WORK REQUIRED: Among the lines of the listing below, retype exactly those from the one containing "Target: white long-sleeve top" through the one containing "the man's ear", both included. Do not include pictures.

EXTRACTED DATA:
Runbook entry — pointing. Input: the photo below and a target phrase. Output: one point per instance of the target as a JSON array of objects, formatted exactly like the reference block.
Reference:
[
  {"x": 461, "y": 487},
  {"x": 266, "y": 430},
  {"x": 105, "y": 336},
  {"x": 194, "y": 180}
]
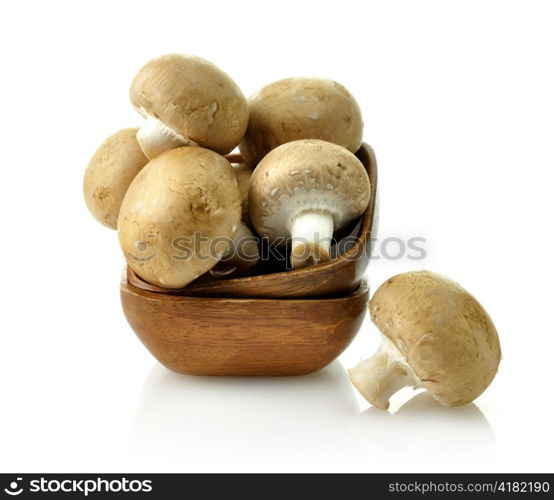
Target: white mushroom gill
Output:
[
  {"x": 154, "y": 137},
  {"x": 311, "y": 234},
  {"x": 385, "y": 373}
]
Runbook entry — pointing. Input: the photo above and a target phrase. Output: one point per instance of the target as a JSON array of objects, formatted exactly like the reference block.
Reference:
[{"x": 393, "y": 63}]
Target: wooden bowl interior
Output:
[{"x": 219, "y": 336}]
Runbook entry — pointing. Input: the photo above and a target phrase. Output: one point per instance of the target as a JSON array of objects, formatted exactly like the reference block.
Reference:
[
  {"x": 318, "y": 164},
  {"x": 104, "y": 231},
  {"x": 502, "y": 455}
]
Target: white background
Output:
[{"x": 458, "y": 102}]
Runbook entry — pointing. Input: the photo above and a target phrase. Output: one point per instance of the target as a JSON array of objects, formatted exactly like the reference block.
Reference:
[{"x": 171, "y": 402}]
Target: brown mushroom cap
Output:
[
  {"x": 110, "y": 172},
  {"x": 179, "y": 216},
  {"x": 306, "y": 175},
  {"x": 442, "y": 332},
  {"x": 301, "y": 108},
  {"x": 194, "y": 98}
]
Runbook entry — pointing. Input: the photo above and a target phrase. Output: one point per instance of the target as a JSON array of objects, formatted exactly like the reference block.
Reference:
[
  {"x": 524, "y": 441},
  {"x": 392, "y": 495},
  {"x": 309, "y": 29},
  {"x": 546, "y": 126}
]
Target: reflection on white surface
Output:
[
  {"x": 307, "y": 423},
  {"x": 427, "y": 433}
]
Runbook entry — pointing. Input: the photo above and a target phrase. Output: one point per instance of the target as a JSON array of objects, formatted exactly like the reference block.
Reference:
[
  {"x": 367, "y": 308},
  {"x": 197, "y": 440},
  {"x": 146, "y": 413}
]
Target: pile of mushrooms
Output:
[{"x": 184, "y": 210}]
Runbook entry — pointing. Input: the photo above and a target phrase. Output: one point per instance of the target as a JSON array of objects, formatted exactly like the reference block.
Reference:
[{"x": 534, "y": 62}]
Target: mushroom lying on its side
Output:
[
  {"x": 187, "y": 101},
  {"x": 435, "y": 335},
  {"x": 307, "y": 189},
  {"x": 179, "y": 216},
  {"x": 300, "y": 108},
  {"x": 110, "y": 172}
]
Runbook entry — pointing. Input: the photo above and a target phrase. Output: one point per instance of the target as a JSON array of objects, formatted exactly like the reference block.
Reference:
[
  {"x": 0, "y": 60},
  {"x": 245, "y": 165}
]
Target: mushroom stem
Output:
[
  {"x": 311, "y": 238},
  {"x": 154, "y": 137},
  {"x": 382, "y": 375},
  {"x": 243, "y": 251}
]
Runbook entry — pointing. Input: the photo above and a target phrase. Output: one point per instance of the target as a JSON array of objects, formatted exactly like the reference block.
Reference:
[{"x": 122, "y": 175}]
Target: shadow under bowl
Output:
[{"x": 338, "y": 276}]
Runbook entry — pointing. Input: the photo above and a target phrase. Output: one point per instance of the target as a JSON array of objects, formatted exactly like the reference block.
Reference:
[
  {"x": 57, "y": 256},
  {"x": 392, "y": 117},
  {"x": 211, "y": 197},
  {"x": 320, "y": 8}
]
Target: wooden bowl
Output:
[
  {"x": 339, "y": 276},
  {"x": 217, "y": 336}
]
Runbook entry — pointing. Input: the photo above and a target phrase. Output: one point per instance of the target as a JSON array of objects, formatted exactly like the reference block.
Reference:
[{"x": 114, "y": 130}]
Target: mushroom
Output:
[
  {"x": 307, "y": 189},
  {"x": 179, "y": 216},
  {"x": 187, "y": 100},
  {"x": 110, "y": 171},
  {"x": 435, "y": 336},
  {"x": 243, "y": 252},
  {"x": 301, "y": 108}
]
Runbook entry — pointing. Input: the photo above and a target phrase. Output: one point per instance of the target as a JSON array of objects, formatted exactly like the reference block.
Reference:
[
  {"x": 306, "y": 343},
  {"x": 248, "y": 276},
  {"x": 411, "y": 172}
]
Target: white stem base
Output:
[
  {"x": 154, "y": 137},
  {"x": 243, "y": 251},
  {"x": 382, "y": 375},
  {"x": 311, "y": 238}
]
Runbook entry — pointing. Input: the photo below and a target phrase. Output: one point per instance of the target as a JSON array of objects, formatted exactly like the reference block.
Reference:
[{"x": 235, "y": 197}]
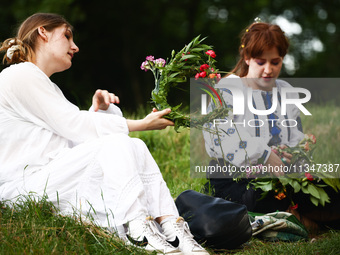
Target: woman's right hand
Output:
[{"x": 153, "y": 121}]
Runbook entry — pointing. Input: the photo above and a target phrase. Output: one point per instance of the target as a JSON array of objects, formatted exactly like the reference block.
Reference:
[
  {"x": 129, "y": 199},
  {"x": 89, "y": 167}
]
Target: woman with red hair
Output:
[{"x": 262, "y": 50}]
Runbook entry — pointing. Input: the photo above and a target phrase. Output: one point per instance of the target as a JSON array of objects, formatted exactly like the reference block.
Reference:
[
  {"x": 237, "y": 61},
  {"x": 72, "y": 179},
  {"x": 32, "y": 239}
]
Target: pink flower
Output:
[
  {"x": 150, "y": 58},
  {"x": 159, "y": 62},
  {"x": 145, "y": 66},
  {"x": 294, "y": 207},
  {"x": 211, "y": 53},
  {"x": 306, "y": 146},
  {"x": 204, "y": 67},
  {"x": 218, "y": 77},
  {"x": 203, "y": 74},
  {"x": 312, "y": 138},
  {"x": 309, "y": 176}
]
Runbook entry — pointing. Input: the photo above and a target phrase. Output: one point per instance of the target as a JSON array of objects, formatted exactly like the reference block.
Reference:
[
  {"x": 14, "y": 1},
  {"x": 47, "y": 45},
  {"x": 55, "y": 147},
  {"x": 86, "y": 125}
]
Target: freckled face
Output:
[
  {"x": 264, "y": 69},
  {"x": 62, "y": 48}
]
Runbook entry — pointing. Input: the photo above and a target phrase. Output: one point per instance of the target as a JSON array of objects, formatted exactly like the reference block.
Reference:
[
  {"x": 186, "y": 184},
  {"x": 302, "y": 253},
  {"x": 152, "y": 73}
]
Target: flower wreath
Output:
[{"x": 194, "y": 60}]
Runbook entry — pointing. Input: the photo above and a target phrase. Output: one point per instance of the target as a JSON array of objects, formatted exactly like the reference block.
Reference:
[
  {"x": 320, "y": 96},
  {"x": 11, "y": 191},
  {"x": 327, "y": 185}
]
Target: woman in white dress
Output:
[{"x": 84, "y": 161}]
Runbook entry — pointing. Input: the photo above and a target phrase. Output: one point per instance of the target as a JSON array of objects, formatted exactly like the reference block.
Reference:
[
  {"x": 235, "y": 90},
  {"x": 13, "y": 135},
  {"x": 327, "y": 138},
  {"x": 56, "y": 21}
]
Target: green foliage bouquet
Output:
[{"x": 194, "y": 60}]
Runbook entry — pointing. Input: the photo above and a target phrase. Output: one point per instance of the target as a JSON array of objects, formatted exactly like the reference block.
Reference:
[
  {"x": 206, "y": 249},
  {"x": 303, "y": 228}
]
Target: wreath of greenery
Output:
[{"x": 194, "y": 60}]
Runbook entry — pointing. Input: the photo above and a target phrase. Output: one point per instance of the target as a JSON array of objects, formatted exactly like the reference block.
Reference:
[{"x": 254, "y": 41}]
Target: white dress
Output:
[
  {"x": 248, "y": 141},
  {"x": 84, "y": 161}
]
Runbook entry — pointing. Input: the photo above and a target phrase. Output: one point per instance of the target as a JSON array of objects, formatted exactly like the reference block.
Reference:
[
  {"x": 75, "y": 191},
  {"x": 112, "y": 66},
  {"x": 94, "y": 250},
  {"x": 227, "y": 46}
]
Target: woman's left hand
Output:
[
  {"x": 102, "y": 100},
  {"x": 155, "y": 120}
]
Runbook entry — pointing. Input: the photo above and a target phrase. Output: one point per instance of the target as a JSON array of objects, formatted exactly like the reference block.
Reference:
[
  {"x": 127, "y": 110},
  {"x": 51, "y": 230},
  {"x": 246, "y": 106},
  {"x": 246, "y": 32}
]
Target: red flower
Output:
[
  {"x": 203, "y": 74},
  {"x": 306, "y": 146},
  {"x": 211, "y": 53},
  {"x": 309, "y": 176},
  {"x": 204, "y": 67}
]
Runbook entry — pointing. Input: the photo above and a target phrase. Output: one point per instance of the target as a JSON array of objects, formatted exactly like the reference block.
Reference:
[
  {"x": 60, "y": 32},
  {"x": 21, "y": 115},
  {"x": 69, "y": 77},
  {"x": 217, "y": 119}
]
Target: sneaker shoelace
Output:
[
  {"x": 182, "y": 227},
  {"x": 151, "y": 225}
]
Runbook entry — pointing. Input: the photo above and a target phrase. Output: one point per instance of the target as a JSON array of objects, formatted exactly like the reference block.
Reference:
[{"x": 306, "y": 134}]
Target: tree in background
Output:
[{"x": 115, "y": 36}]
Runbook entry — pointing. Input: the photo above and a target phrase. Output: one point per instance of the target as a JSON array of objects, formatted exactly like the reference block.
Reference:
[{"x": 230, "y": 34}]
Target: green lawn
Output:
[{"x": 32, "y": 227}]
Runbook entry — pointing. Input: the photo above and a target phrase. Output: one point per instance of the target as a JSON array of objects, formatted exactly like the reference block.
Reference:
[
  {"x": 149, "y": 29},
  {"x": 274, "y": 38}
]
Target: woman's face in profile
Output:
[{"x": 61, "y": 47}]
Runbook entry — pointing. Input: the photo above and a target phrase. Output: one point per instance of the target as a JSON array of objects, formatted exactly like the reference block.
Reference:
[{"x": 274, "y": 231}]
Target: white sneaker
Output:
[
  {"x": 144, "y": 233},
  {"x": 178, "y": 234}
]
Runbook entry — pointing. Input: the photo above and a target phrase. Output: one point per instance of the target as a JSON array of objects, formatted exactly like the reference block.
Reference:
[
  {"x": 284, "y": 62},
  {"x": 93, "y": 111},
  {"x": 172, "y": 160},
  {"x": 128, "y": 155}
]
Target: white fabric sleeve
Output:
[
  {"x": 293, "y": 112},
  {"x": 37, "y": 99}
]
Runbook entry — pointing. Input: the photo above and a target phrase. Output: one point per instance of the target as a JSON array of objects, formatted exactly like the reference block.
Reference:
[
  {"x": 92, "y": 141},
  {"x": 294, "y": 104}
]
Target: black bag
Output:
[{"x": 216, "y": 222}]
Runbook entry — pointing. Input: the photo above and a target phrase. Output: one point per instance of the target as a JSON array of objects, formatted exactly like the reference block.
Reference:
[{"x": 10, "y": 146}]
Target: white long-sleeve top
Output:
[
  {"x": 244, "y": 144},
  {"x": 38, "y": 124}
]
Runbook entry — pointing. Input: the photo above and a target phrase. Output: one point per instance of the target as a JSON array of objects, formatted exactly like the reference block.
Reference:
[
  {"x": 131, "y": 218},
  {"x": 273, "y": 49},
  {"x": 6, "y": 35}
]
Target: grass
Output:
[{"x": 31, "y": 226}]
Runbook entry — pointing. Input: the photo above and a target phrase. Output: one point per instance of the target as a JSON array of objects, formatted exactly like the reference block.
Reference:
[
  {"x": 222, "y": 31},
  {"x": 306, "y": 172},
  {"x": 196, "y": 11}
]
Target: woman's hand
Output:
[
  {"x": 153, "y": 121},
  {"x": 102, "y": 99}
]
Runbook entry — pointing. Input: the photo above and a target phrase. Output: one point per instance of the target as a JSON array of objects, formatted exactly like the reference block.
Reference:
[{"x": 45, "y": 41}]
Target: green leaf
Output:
[
  {"x": 313, "y": 190},
  {"x": 296, "y": 185},
  {"x": 314, "y": 200}
]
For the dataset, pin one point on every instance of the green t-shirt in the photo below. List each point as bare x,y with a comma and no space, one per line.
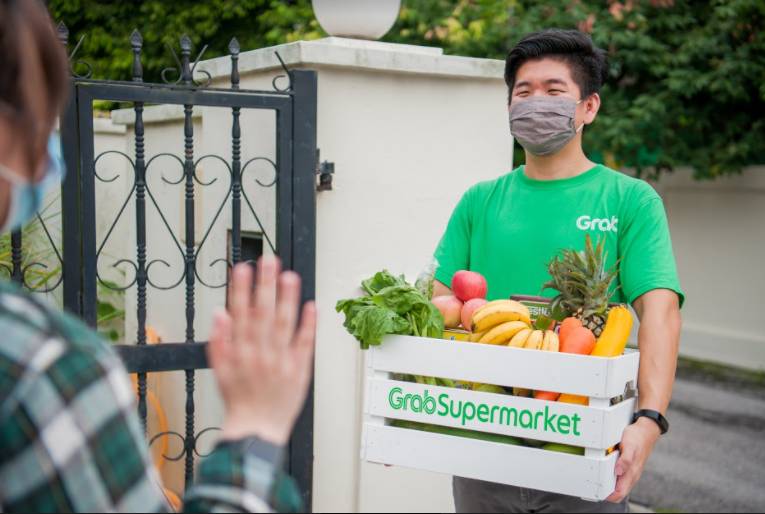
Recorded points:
510,228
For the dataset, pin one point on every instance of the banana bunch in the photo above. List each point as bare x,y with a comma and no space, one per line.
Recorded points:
508,322
496,313
546,340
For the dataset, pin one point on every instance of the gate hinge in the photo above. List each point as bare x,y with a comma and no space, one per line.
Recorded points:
325,171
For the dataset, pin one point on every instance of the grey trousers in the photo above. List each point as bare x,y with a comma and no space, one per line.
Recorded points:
478,496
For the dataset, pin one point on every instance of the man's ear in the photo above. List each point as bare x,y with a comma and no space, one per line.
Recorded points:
591,108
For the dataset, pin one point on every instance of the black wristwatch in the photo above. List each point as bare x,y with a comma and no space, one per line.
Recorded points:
655,416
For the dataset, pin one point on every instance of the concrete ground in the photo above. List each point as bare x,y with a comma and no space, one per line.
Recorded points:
713,458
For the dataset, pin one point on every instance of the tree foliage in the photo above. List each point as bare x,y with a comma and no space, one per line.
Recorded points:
687,77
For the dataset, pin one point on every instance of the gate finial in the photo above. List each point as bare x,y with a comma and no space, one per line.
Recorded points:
136,41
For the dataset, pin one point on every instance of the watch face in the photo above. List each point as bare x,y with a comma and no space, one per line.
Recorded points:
656,417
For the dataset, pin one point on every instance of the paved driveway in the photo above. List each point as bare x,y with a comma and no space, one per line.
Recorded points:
713,459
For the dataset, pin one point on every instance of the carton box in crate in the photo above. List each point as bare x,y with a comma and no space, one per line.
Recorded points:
597,427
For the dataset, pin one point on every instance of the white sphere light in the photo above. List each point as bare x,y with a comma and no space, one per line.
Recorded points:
365,19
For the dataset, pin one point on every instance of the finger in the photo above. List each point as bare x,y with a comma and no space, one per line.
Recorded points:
287,306
625,461
264,304
239,303
305,339
624,485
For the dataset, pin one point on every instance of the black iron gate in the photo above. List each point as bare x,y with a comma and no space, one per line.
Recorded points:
294,164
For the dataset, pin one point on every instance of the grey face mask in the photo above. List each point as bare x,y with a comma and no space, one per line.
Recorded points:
543,125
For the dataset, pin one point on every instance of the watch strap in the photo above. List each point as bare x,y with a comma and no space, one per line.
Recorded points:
656,416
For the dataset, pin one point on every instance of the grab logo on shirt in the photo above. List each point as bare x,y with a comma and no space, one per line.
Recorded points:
599,224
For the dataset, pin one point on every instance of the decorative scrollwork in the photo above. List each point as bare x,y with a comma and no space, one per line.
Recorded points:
273,165
198,436
185,446
167,434
215,218
288,76
114,152
107,284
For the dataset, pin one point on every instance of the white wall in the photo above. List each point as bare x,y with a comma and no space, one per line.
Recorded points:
718,233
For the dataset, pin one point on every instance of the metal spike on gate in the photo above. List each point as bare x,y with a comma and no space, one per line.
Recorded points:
136,41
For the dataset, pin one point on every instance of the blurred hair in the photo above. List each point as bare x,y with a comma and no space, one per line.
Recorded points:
28,38
588,63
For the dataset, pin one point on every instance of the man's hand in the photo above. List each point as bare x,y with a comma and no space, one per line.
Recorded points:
637,444
261,358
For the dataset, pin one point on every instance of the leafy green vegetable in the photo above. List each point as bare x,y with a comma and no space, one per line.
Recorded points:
391,306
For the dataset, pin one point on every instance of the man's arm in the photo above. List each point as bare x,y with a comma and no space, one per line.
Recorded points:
658,341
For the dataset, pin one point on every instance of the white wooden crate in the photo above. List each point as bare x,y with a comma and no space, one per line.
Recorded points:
596,427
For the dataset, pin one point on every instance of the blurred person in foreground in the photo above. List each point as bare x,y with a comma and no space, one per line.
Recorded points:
70,439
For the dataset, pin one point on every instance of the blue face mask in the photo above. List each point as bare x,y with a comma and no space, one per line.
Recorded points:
26,198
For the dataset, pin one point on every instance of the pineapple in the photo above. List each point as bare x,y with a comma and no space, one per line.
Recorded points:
583,283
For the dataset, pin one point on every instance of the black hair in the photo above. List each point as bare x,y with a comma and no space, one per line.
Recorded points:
28,38
588,63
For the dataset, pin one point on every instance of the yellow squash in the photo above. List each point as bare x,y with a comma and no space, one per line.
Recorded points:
613,340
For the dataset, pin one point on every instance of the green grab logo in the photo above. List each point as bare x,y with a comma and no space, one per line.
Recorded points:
467,411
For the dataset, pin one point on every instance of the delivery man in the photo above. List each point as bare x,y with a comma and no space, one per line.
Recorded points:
510,228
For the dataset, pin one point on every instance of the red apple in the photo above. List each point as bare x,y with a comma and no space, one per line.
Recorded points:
467,312
468,285
451,309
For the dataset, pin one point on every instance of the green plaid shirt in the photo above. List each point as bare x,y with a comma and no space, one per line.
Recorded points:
70,439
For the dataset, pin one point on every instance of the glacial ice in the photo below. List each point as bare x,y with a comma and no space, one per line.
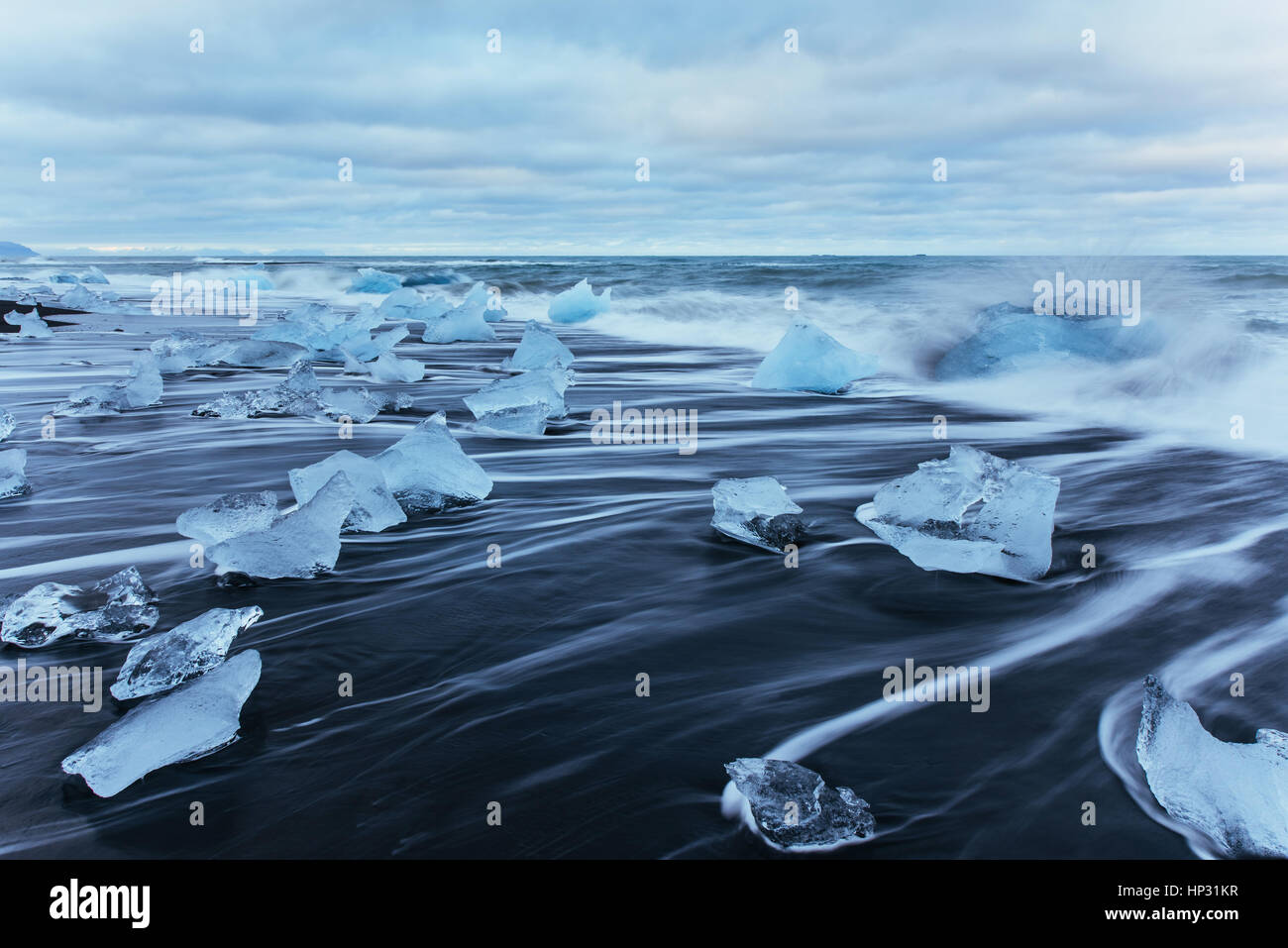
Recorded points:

EXERCISE RESPONSE:
Target: white long-sleeve top
Output:
[
  {"x": 244, "y": 144},
  {"x": 38, "y": 124}
]
Runbook entry — pointing. Input: the photo above and a target phrase. Output: one point per instance of the target as a JSON array of objects, formatted exactly like the reference block.
Reference:
[
  {"x": 131, "y": 218},
  {"x": 273, "y": 49},
  {"x": 6, "y": 35}
]
Target: grass
Output:
[{"x": 31, "y": 226}]
Runbook entry — pointing. Input: the photo above and a target phrase. Output: one point per instance of the target as a JSON array of objects, formatted exactly like the reference block.
Reference:
[
  {"x": 222, "y": 31},
  {"x": 306, "y": 172},
  {"x": 196, "y": 11}
]
Target: woman's hand
Output:
[
  {"x": 153, "y": 121},
  {"x": 102, "y": 99}
]
Runbook entry — pointing. Input: the photo above and a target phrase. Output: one point per instance of the target as a JSON array of objects, formatted exactly like the reference block.
Reference:
[{"x": 45, "y": 41}]
Target: green leaf
Output:
[
  {"x": 313, "y": 190},
  {"x": 296, "y": 185},
  {"x": 314, "y": 200}
]
For the dataset, pin one point on every instance of the green t-shirt in the photo below. List each point as bare x,y with a comma and no space, one per line.
Recorded points:
510,228
For the dataset, pin one point on every instance of the banana bunch in the photo above. List each point as bare x,y with a comma and no space, one per line.
Recorded points:
508,322
496,313
546,340
For the dataset, pin one point on every instance of the gate hinge in the photo above. List each point as bare x,y with a comma and no space, one per line.
Recorded points:
325,171
For the dataset, pin one point on every instance of the grey trousers in the photo above. List each point as bare x,y with a comma and no space, one per line.
Recorded points:
478,496
For the dataset, pin one point on every instance of the man's ear in the photo above. List each point as bare x,y with a comma and no space, one per line.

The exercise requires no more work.